What is being asked: Reproduce the records below exactly, but leave their pictures out of the copy.

Supplied entries:
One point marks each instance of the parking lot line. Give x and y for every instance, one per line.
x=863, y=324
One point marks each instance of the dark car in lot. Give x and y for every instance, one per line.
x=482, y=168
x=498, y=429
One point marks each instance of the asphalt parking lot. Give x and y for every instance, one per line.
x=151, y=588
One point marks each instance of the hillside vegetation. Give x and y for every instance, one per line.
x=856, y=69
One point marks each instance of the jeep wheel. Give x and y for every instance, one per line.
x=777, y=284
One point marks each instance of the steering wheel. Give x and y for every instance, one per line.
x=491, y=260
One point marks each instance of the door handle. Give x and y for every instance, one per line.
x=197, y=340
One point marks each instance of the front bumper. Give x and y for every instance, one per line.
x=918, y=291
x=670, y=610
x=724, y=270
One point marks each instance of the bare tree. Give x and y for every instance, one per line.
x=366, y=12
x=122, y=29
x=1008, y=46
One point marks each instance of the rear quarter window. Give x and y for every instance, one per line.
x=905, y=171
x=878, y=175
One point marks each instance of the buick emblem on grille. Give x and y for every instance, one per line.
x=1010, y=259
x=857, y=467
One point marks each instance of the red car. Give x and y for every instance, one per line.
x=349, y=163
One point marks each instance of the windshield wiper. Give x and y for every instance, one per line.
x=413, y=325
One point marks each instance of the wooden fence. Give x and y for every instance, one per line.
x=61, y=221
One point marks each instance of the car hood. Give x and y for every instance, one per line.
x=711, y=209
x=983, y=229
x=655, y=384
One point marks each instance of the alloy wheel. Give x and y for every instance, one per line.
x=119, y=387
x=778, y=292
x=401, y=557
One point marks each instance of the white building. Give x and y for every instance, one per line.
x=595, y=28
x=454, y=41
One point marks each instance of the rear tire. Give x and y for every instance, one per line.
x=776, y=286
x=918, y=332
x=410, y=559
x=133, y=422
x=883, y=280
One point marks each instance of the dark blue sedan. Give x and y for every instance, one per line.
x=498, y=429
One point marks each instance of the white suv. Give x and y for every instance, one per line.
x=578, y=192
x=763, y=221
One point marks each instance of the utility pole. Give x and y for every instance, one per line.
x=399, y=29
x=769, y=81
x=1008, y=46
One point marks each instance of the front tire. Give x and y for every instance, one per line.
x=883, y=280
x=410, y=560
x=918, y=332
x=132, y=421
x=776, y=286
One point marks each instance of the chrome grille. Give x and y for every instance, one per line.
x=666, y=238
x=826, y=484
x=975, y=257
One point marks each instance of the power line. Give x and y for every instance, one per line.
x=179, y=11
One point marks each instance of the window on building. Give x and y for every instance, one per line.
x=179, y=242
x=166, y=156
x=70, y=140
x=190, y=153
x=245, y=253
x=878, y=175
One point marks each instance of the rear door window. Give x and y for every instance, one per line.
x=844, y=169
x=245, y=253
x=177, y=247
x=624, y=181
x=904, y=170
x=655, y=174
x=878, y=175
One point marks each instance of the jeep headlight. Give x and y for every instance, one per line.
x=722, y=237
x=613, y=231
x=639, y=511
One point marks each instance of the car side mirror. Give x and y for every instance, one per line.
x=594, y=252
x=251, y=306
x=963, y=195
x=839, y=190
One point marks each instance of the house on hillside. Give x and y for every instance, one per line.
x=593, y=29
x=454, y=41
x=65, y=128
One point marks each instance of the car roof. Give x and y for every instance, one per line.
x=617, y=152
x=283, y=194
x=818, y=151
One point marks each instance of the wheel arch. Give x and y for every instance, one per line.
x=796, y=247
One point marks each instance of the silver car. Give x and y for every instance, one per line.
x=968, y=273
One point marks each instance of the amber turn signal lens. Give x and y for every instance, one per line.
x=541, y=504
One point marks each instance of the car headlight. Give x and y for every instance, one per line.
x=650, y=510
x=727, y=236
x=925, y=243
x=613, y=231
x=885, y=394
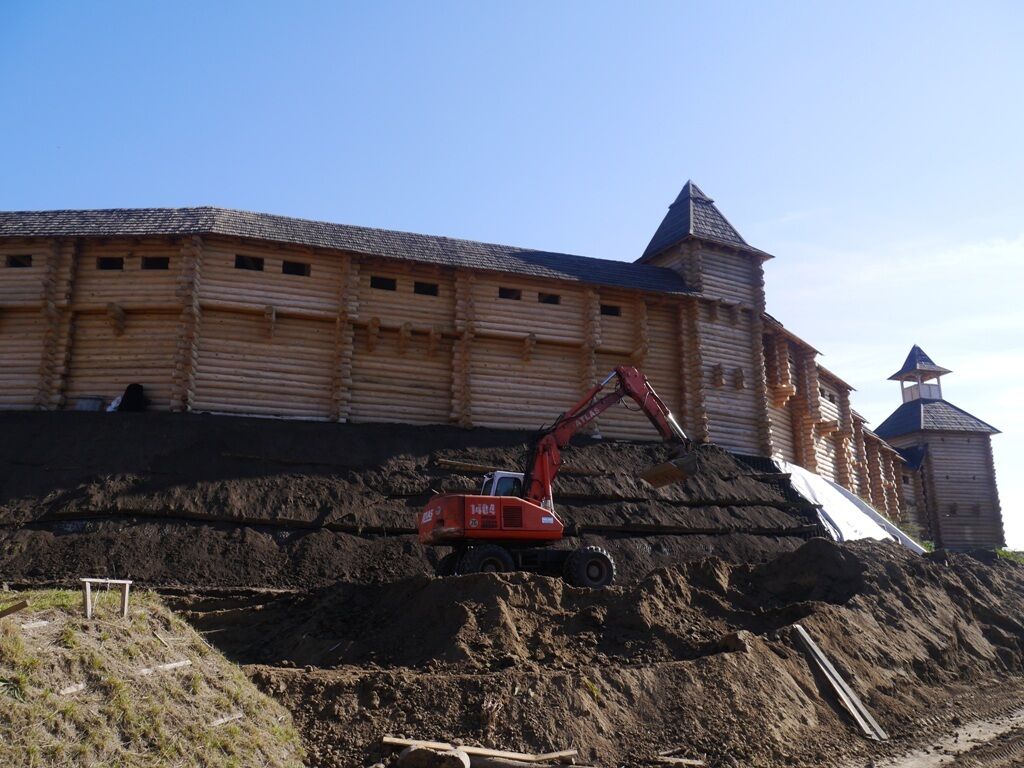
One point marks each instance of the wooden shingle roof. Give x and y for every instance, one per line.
x=694, y=215
x=918, y=363
x=931, y=416
x=427, y=249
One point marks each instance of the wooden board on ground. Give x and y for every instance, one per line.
x=481, y=751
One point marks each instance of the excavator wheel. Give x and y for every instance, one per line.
x=591, y=567
x=488, y=558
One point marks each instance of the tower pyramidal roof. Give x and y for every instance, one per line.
x=918, y=363
x=693, y=215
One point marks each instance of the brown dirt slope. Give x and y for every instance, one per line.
x=171, y=500
x=526, y=663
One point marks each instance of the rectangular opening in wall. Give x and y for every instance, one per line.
x=254, y=263
x=156, y=262
x=425, y=289
x=295, y=267
x=111, y=262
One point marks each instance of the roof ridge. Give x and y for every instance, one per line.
x=393, y=244
x=693, y=214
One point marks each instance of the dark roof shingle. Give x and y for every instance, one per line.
x=918, y=361
x=383, y=243
x=931, y=415
x=693, y=215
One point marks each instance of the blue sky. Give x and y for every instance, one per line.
x=875, y=148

Output for this exercise:
One point marks each instance of the parking lot line. Give x and y for every instance, one per line.
x=863, y=324
One point marks each instance of the dark car in lot. Give x and y for every instance, one per line.
x=482, y=168
x=498, y=429
One point marks each instance of the asphalt parking lot. Give x and y for every instance, one per line.
x=151, y=588
One point marks each instance of the hillside vegetation. Give x and y for every instance, one per line.
x=856, y=69
One point marks each instance of the jeep wheel. Give x and y for every instance, one per line.
x=777, y=284
One point marks each instance of the steering wheel. Give x and y for every instance, one per line.
x=491, y=260
One point marks each instance of the door handle. Give x and y for every instance, one per line.
x=197, y=340
One point marks each instance of the front bumper. Give x and y for every instance, one per line.
x=918, y=291
x=670, y=610
x=724, y=270
One point marks each instance of the bare tree. Give x and y for every instance, one per line.
x=366, y=12
x=122, y=29
x=1008, y=46
One point marks each instance of the rear quarter window. Give x and y for every instance, one per line.
x=905, y=171
x=878, y=175
One point marks each instance of the buick emblem on grille. Give x and y for every instance, one per line.
x=1010, y=259
x=857, y=467
One point marks each instance of the red car. Give x and y for every instance, one per line.
x=349, y=163
One point marks each instance of the windshield wiper. Give x and y for every instance, one per line.
x=413, y=325
One point marks each instance of the wooden fence. Give x and y for every instance, one per line.
x=61, y=221
One point marks each instance of the car hood. Give x and y for every instance, one per line.
x=711, y=209
x=983, y=229
x=655, y=384
One point marks each instance of the alloy wheel. Give x and y for every instance, one per line.
x=119, y=387
x=778, y=292
x=401, y=557
One point marks each instance of the white building. Give x and y for every instance, one per line.
x=595, y=28
x=454, y=41
One point marks each instance of the rear tire. Give x and y for every instance, one per line.
x=776, y=286
x=918, y=332
x=410, y=559
x=133, y=422
x=883, y=280
One point marks each instance of the dark blue sedan. Give x and y for every instance, one per line.
x=498, y=429
One point marks each instance of the white suv. Give x and y for every instance, one per line.
x=578, y=192
x=763, y=221
One point marks each instance of the utility pole. Give x and y for every instance, one per line.
x=399, y=29
x=769, y=81
x=1008, y=46
One point marks each instance of the front tire. Give x and y for every instance, one per line.
x=883, y=280
x=410, y=560
x=918, y=332
x=132, y=421
x=776, y=286
One point marks each instance of the chrome grille. Give x and y for every instance, one per line.
x=666, y=238
x=826, y=484
x=975, y=257
One point marks each instance of the power line. Give x and y for every instance, one per line.
x=179, y=11
One point marks each instance of the window on building. Give x and y for every instance, one per line.
x=179, y=242
x=166, y=156
x=70, y=140
x=190, y=153
x=245, y=253
x=878, y=175
One point marks each instance of the rear door window. Give x and y for every instance, one per line.
x=844, y=169
x=245, y=253
x=177, y=247
x=624, y=181
x=904, y=170
x=655, y=174
x=878, y=175
One point marks each instance of the jeep headlight. Give x and y for every instance, one per line.
x=722, y=237
x=613, y=231
x=639, y=511
One point marks each instance of the car side mirror. Give x and y for every instance, one per line.
x=594, y=252
x=251, y=306
x=963, y=195
x=839, y=190
One point marks each instance of the house on hillside. Give x and y for every instance, one per line.
x=593, y=29
x=454, y=41
x=65, y=128
One point marks each instance of the car roof. Give x and y for every instance, one per line.
x=617, y=152
x=283, y=194
x=818, y=151
One point marks each instance of the wheel arch. Give x and y for every instance, one per line.
x=796, y=247
One point marks each instance of the silver car. Give x and y for every instance, one per line.
x=968, y=273
One point marks each instance of the amber turn signal lens. Give x and y for every instance, one per line.
x=541, y=504
One point marks each instance of the car headlight. Give x and y for every instance, one per line.
x=650, y=510
x=727, y=236
x=925, y=243
x=613, y=231
x=885, y=394
One point marks each instance of the wooden shingle roof. Give x and y for every instance, one per line.
x=694, y=215
x=918, y=363
x=931, y=416
x=427, y=249
One point marks each instance of the wooden board on ground. Give x and y for every instance, one per line.
x=481, y=751
One point marks each instance of the excavator wheel. Give x and y for every instance, one per line.
x=591, y=567
x=488, y=558
One point marks each instance of the tower pyramidal roof. Give x and y for every instance, one per line.
x=918, y=363
x=693, y=215
One point marks each instance of the brown dirt slope. Give x and y for every instance, one per line.
x=171, y=500
x=526, y=663
One point marks each instance of the rectangular opening in wall. Give x and y for every instance, one per line.
x=254, y=263
x=156, y=262
x=425, y=289
x=295, y=267
x=111, y=262
One point marks each instance of the roof ridge. Give x and y for every instance, one per line.
x=393, y=244
x=693, y=214
One point marks each instance of the dark roof shingle. Give x and y for every instance, one per line.
x=918, y=361
x=383, y=243
x=931, y=415
x=693, y=215
One point marks each instance of the blue sky. Give x and y for every instance, one per line.
x=875, y=148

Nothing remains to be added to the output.